Document text ::
- - -

For this tutorial, we are going to process 5 samples from PRJNA480016.
To do this, we'll make use of the bactopia search command. This command allows you to search
for samples on SRA/ENA and generate a list of accessions for processing with Bactopia.
bactopia searchFor now, we are just going to use bactopia search without much details on how it works.
You use bactopia search for some fun things, to learn more about it, check out
Beginner's Guide -> Accessions.
Let's go ahead and give bactopia search a try:
bactopia search \
--query PRJNA480016 \
--limit 5 \
--use-ncbi-genome-size
This command will produce 4 files:
| Filename | Description |
|---|---|
bactopia-metadata.txt | A tab-delimited file of all results from the query |
bactopia-accessions.txt | A list of Experiment accessions to be processed |
bactopia-filtered.txt | A list of any Experiment accessions that were filtered out, otherwise an empty |
bactopia-search.txt | A summary of the completed request |
For this tutorial, bactopia-accessions.txt is the file we need. It contains five Experiment
accessions, a single one per line. Similar to this:
accession runtype species genome_size
SRX4563690 illumina Staphylococcus aureus 2800000
SRX4563681 illumina Staphylococcus aureus 2800000
SRX4563689 illumina Staphylococcus aureus 2800000
SRX4563687 illumina Staphylococcus aureus 2800000
SRX4563682 illumina Staphylococcus aureus 2800000
Note: you may have 5 different accessions from the PRJNA480016 project.

- - -

Task goal ::
Copy out the Bactopia tutorial from "bactopia searchFor now, we" to "Guide -> Accessions.", substituting "useful tasks" for "fun things".

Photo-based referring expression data
- - -

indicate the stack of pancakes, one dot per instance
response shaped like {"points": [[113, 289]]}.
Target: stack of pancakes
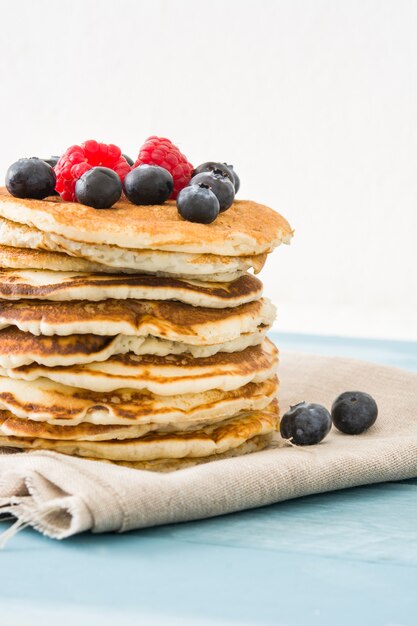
{"points": [[132, 336]]}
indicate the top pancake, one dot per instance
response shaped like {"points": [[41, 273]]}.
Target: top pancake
{"points": [[247, 228]]}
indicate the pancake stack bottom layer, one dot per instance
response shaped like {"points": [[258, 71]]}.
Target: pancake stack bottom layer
{"points": [[133, 337]]}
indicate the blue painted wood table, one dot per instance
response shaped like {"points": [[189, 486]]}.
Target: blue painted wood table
{"points": [[347, 558]]}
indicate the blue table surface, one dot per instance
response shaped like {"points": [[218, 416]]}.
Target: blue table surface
{"points": [[347, 558]]}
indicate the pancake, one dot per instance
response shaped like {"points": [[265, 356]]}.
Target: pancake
{"points": [[169, 320], [23, 258], [18, 348], [19, 237], [212, 439], [12, 426], [171, 465], [44, 400], [170, 375], [247, 228], [64, 286]]}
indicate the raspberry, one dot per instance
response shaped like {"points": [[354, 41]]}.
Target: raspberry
{"points": [[77, 160], [162, 152]]}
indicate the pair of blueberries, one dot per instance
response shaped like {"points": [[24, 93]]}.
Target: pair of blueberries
{"points": [[352, 413]]}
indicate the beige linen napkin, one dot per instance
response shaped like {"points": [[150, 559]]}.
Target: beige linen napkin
{"points": [[60, 495]]}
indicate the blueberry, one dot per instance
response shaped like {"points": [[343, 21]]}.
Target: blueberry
{"points": [[197, 203], [30, 178], [220, 185], [210, 166], [353, 412], [306, 424], [148, 184], [128, 159], [99, 187]]}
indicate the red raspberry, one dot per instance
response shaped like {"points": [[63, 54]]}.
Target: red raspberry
{"points": [[162, 152], [78, 159]]}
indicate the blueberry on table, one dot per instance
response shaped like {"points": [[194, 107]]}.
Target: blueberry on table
{"points": [[99, 187], [31, 178], [197, 203], [210, 166], [148, 184], [305, 424], [353, 412], [220, 185]]}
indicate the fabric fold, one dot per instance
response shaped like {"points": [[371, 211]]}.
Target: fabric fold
{"points": [[61, 495]]}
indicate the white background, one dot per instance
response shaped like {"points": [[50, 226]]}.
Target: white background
{"points": [[315, 102]]}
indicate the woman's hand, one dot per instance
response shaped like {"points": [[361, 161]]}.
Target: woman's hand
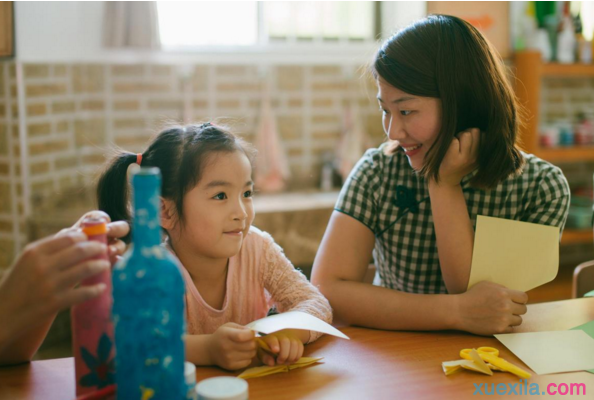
{"points": [[232, 346], [285, 344], [488, 308], [42, 281], [115, 231], [460, 158]]}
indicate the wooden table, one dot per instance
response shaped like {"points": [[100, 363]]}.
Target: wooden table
{"points": [[372, 365]]}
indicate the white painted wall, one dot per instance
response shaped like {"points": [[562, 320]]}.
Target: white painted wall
{"points": [[58, 31], [71, 31]]}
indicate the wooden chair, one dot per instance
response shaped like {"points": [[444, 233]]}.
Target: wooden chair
{"points": [[583, 279]]}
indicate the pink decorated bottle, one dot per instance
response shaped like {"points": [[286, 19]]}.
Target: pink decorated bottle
{"points": [[92, 329]]}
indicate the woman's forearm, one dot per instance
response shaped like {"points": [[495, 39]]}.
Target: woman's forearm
{"points": [[197, 349], [21, 345], [363, 304], [454, 234]]}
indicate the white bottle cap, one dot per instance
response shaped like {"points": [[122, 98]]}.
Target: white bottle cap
{"points": [[222, 388], [190, 373]]}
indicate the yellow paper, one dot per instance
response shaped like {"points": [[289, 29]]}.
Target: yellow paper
{"points": [[450, 367], [258, 372], [294, 320], [552, 352], [479, 363], [517, 255]]}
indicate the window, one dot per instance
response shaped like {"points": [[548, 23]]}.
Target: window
{"points": [[186, 25]]}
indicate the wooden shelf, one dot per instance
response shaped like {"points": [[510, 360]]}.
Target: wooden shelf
{"points": [[566, 154], [530, 70], [568, 70], [574, 236]]}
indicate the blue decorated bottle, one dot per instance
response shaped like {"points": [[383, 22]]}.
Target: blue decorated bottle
{"points": [[148, 309]]}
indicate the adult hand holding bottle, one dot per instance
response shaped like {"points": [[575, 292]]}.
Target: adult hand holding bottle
{"points": [[43, 281]]}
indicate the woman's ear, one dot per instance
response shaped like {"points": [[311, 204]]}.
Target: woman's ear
{"points": [[168, 214]]}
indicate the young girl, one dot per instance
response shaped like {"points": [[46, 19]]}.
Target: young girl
{"points": [[452, 119], [233, 271]]}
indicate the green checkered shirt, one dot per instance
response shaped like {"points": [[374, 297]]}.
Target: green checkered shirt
{"points": [[383, 193]]}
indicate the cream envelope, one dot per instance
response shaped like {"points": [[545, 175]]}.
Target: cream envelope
{"points": [[517, 255], [294, 320], [552, 352]]}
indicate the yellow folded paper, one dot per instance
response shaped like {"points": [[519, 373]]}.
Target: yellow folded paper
{"points": [[476, 364], [485, 360], [258, 372]]}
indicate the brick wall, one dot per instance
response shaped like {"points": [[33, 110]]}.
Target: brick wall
{"points": [[74, 113]]}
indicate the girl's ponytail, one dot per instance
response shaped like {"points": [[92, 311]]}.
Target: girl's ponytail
{"points": [[113, 190]]}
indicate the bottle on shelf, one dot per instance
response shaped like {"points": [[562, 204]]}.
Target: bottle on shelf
{"points": [[148, 309], [92, 328]]}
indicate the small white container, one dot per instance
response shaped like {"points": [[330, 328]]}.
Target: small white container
{"points": [[222, 388]]}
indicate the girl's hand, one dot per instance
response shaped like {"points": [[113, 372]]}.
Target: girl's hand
{"points": [[232, 346], [43, 279], [460, 158], [115, 231], [488, 308], [285, 344]]}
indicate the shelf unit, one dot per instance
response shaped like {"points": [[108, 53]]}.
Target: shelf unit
{"points": [[530, 71]]}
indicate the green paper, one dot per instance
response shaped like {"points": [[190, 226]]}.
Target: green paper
{"points": [[588, 327]]}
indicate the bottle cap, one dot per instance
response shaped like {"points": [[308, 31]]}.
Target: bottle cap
{"points": [[222, 388], [94, 226]]}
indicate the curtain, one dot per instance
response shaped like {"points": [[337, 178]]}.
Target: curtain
{"points": [[131, 24]]}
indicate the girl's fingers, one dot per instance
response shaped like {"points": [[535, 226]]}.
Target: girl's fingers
{"points": [[273, 343], [97, 214], [294, 353], [518, 296], [266, 358], [75, 254], [76, 274], [519, 309], [80, 295]]}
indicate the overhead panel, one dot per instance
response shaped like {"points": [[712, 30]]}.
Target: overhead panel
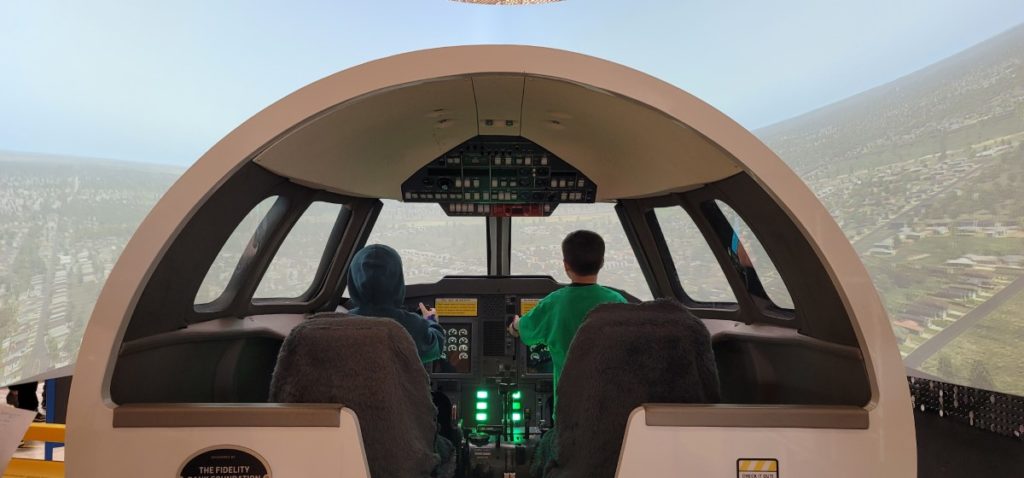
{"points": [[367, 146], [499, 104], [499, 176], [628, 148]]}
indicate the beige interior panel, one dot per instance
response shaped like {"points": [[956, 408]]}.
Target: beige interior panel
{"points": [[344, 150], [591, 129], [499, 102], [614, 141]]}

- - -

Solution to the problem ::
bactopia searchFor now, we are just going to use bactopia search without much details on how it works.
You use bactopia search for some useful tasks, to learn more about it, check out
Beginner's Guide -> Accessions.